● **Aim of the task**
Give every line of the items below as a JSON list of strings, one string per line. Leave out any blank lines.

● **Records from a data source**

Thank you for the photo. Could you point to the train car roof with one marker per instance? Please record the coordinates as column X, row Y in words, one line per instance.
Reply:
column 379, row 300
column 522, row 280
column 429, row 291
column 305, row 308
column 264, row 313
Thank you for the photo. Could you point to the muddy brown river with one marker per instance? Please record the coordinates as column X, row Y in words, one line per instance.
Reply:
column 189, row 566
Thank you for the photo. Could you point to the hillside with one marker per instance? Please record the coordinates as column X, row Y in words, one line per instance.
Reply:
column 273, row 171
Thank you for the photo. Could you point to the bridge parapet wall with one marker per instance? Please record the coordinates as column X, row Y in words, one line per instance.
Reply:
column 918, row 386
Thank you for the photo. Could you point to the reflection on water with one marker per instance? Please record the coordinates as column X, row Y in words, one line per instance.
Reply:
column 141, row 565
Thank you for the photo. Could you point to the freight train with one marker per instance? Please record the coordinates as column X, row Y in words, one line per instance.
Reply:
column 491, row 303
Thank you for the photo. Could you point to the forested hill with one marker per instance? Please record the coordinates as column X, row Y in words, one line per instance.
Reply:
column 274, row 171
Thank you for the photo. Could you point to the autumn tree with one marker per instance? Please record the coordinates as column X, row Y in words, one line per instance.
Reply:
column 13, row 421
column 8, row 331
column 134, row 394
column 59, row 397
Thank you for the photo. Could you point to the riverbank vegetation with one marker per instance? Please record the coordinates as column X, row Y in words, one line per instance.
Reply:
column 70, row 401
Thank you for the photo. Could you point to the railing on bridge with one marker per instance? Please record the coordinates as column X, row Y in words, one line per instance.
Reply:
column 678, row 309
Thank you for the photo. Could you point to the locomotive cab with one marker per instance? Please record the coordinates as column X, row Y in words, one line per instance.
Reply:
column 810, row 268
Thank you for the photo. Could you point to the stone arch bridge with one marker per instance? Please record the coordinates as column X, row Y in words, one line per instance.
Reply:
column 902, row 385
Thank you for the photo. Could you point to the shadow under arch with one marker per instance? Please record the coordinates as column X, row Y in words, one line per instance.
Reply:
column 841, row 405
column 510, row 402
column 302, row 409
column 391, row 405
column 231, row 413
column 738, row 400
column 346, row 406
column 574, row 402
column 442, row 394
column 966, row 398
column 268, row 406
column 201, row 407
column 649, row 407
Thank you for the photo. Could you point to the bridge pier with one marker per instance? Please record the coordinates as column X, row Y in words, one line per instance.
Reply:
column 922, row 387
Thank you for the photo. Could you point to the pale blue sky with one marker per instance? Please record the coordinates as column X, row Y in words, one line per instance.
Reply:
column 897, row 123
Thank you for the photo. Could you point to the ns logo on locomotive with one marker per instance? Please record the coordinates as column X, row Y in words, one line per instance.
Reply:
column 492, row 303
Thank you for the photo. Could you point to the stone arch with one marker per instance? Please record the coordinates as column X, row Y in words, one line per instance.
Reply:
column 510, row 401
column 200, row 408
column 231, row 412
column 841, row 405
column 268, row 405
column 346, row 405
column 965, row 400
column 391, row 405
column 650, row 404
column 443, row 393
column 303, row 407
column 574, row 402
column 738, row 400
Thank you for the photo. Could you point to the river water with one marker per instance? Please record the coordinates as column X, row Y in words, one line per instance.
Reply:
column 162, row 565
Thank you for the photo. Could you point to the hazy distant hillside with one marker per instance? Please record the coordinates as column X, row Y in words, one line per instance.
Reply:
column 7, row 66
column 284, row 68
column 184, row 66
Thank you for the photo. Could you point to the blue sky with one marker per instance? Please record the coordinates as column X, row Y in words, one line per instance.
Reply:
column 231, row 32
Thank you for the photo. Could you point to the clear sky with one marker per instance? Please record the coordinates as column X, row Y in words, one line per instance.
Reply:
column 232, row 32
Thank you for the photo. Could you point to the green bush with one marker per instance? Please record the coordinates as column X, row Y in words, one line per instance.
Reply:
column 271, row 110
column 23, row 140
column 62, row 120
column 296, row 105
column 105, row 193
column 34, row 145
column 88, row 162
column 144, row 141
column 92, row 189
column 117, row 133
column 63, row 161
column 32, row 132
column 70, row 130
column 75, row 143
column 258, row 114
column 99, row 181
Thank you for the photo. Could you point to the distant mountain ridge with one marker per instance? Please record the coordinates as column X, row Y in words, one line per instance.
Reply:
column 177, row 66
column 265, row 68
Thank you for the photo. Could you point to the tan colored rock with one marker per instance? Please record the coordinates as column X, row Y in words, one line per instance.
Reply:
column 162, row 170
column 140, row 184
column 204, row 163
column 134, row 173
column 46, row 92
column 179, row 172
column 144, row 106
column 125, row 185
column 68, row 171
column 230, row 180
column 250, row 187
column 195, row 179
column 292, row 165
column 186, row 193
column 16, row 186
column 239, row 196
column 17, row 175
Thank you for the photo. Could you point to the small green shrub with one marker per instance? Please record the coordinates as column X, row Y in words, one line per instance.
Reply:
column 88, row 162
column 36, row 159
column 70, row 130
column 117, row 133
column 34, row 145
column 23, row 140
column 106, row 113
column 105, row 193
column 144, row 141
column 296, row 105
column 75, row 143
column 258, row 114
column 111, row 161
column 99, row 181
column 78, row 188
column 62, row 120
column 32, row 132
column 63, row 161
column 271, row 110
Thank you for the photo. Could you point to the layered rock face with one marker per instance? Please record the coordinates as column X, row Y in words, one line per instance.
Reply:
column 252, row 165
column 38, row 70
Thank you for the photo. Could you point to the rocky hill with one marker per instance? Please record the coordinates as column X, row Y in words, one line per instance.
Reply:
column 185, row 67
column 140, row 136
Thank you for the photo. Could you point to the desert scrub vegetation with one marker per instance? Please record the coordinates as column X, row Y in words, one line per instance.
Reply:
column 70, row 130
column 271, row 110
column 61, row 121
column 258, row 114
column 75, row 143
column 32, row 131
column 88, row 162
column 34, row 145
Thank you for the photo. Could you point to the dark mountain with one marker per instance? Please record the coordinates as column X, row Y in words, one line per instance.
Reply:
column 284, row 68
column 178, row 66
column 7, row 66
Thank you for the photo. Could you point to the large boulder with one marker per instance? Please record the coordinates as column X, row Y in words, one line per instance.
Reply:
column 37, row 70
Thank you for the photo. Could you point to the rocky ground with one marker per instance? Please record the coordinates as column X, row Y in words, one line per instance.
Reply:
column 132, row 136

● **Written answer**
[
  "Thank you for the photo. Could you point to the train car roof with one marker per instance? Please record the coordinates as column X, row Y in words, one line per instance.",
  "Reply:",
  "column 379, row 300",
  "column 522, row 280",
  "column 429, row 291",
  "column 305, row 308",
  "column 264, row 313",
  "Thank you for the photo. Could you point to the muddy brown river with one marker per instance? Please record the coordinates as column X, row Y in words, one line per instance.",
  "Reply:",
  "column 189, row 566",
  "Thank you for the photo. Could you point to the hillside with one marker per instance? Please record the coordinates as column X, row Y in words, one line per instance.",
  "Reply:",
  "column 273, row 171",
  "Thank you for the photo. Could you point to the bridge parapet wall with one marker per instance? Please record the coordinates as column X, row Y in words, one line per instance.",
  "Reply:",
  "column 918, row 386",
  "Thank you for the photo. Could you point to the reflection on water with one marker per instance? Please record the coordinates as column X, row Y in words, one line per instance.",
  "Reply:",
  "column 141, row 565",
  "Thank you for the photo. Could you point to the freight train with one marker per instance? Please record the coordinates as column X, row Y in words, one line per instance.",
  "Reply:",
  "column 491, row 303",
  "Thank you for the photo. Could you point to the forested hill with one marker per instance? Please record the coordinates as column X, row Y in words, one line per instance.",
  "Reply:",
  "column 274, row 171",
  "Thank you for the photo. Could you point to the autumn tree with one marker per instance? Please record the coordinates as column X, row Y in words, one line per instance.",
  "Reply:",
  "column 13, row 421",
  "column 8, row 331",
  "column 134, row 394",
  "column 59, row 397",
  "Thank you for the photo. Could you point to the riverbank vegetation with one marker per instance? Please record the coordinates as column X, row Y in words, one line per instance.",
  "Reply:",
  "column 70, row 401",
  "Thank you for the photo. Could you point to the railing on bridge with one marker per instance? Please record the coordinates as column X, row Y in words, one line per instance.",
  "Reply:",
  "column 678, row 309",
  "Thank you for the photo. Could you point to the locomotive cab with one marker per instance? Please record the coordinates as column X, row Y in words, one line per instance.",
  "Reply:",
  "column 810, row 268",
  "Thank you for the photo. Could you point to the stone arch bridge with one marker per instance? Please record the coordinates as column X, row Y in words, one line per instance.",
  "Reply:",
  "column 902, row 385",
  "Thank you for the photo. Could you point to the shadow under arch with one marker per instance? Please record the coordinates as column X, row Y in words, one line per instance.",
  "Reply:",
  "column 841, row 405",
  "column 510, row 402",
  "column 302, row 409",
  "column 391, row 405",
  "column 231, row 413",
  "column 738, row 400",
  "column 346, row 406",
  "column 574, row 402",
  "column 442, row 394",
  "column 966, row 398",
  "column 268, row 406",
  "column 201, row 407",
  "column 649, row 407",
  "Thank you for the photo. Could you point to the bridge pier with one marker per instance? Please record the coordinates as column X, row Y in words, one line per instance.",
  "Reply:",
  "column 922, row 387",
  "Thank you for the photo. Could you point to the pale blue sky with one marker per instance? Please record the coordinates as column X, row Y in words, one line per instance.",
  "Reply:",
  "column 897, row 123",
  "Thank you for the photo. Could you point to the ns logo on locomotive with one marker per instance? Please record the coordinates as column X, row Y in words, one line per instance.",
  "Reply:",
  "column 492, row 303",
  "Thank you for the photo. Could you point to the stone arch with one marker per instance? Please record the coordinates as column X, row Y in words, one line per instance.",
  "Reply:",
  "column 510, row 401",
  "column 200, row 408",
  "column 231, row 412",
  "column 841, row 405",
  "column 268, row 405",
  "column 346, row 405",
  "column 965, row 400",
  "column 391, row 405",
  "column 650, row 404",
  "column 443, row 393",
  "column 303, row 407",
  "column 574, row 402",
  "column 738, row 400",
  "Thank you for the photo. Could you point to the river water with one marker per instance? Please record the coordinates as column X, row Y in words, one line per instance.",
  "Reply:",
  "column 162, row 565",
  "Thank you for the photo. Could you point to the hazy distant hillside with one marker per instance? Please record the coordinates as column X, row Y in words, one line per instance.",
  "Reply:",
  "column 7, row 66",
  "column 284, row 68",
  "column 184, row 66",
  "Thank you for the photo. Could you point to the blue sky with one marker per instance? Please record the coordinates as column X, row Y in words, one line per instance.",
  "Reply:",
  "column 231, row 32",
  "Thank you for the photo. Could you point to the clear sky with one marker per instance? Please record the coordinates as column X, row Y in words, one line per instance.",
  "Reply:",
  "column 232, row 32",
  "Thank you for the photo. Could you point to the green bush with one marker per instance? Please record the coordinates as column X, row Y in words, one line per instance.",
  "Reply:",
  "column 271, row 110",
  "column 23, row 140",
  "column 62, row 120",
  "column 296, row 105",
  "column 105, row 193",
  "column 34, row 145",
  "column 88, row 162",
  "column 144, row 141",
  "column 92, row 189",
  "column 117, row 133",
  "column 63, row 161",
  "column 32, row 132",
  "column 70, row 130",
  "column 75, row 143",
  "column 258, row 114",
  "column 99, row 181",
  "Thank you for the photo. Could you point to the distant mountain ridge with one marker per instance? Please record the coordinates as column X, row Y in words, one line per instance.",
  "Reply:",
  "column 177, row 66",
  "column 265, row 68",
  "Thank you for the photo. Could you point to the tan colored rock with one marker per instance? Please record the coordinates as column X, row Y in words, one line per instance.",
  "Reply:",
  "column 162, row 170",
  "column 140, row 184",
  "column 204, row 163",
  "column 134, row 173",
  "column 46, row 92",
  "column 179, row 172",
  "column 144, row 106",
  "column 125, row 185",
  "column 68, row 171",
  "column 230, row 180",
  "column 250, row 187",
  "column 195, row 179",
  "column 292, row 165",
  "column 186, row 193",
  "column 16, row 186",
  "column 239, row 196",
  "column 17, row 175",
  "Thank you for the photo. Could you point to the small green shrub with one marker per instance? Please record the coordinates as column X, row Y in words, one line per instance.",
  "Reply:",
  "column 88, row 162",
  "column 36, row 159",
  "column 70, row 130",
  "column 117, row 133",
  "column 34, row 145",
  "column 23, row 140",
  "column 106, row 113",
  "column 105, row 193",
  "column 144, row 141",
  "column 296, row 105",
  "column 75, row 143",
  "column 258, row 114",
  "column 111, row 161",
  "column 99, row 181",
  "column 78, row 188",
  "column 62, row 120",
  "column 32, row 132",
  "column 63, row 161",
  "column 271, row 110",
  "Thank you for the photo. Could you point to the layered rock face with one marker per instance? Please record the coordinates as column X, row Y in words, one line per instance.",
  "Reply:",
  "column 252, row 165",
  "column 38, row 70",
  "Thank you for the photo. Could you point to the rocky hill with one marker per instance? Please record the coordinates as column X, row Y in words, one line per instance.",
  "Reply:",
  "column 185, row 67",
  "column 140, row 136",
  "Thank you for the photo. Could you point to the desert scrub vegetation with one marker per instance? Please record the coordinates as column X, row Y in words, one line per instance.",
  "Reply:",
  "column 70, row 130",
  "column 271, row 110",
  "column 61, row 121",
  "column 258, row 114",
  "column 75, row 143",
  "column 32, row 131",
  "column 88, row 162",
  "column 34, row 145",
  "Thank you for the photo. Could you point to the dark mountain with one marker per instance? Please record the coordinates as column X, row Y in words, one line per instance.",
  "Reply:",
  "column 284, row 68",
  "column 178, row 66",
  "column 7, row 66",
  "Thank you for the photo. Could you point to the large boulder with one marker per instance? Please record the coordinates as column X, row Y in words, one line per instance.",
  "Reply:",
  "column 37, row 70",
  "Thank you for the photo. Could you point to the rocky ground with one marker per instance? Please record the coordinates as column X, row Y in words, one line per instance.",
  "Reply:",
  "column 132, row 136"
]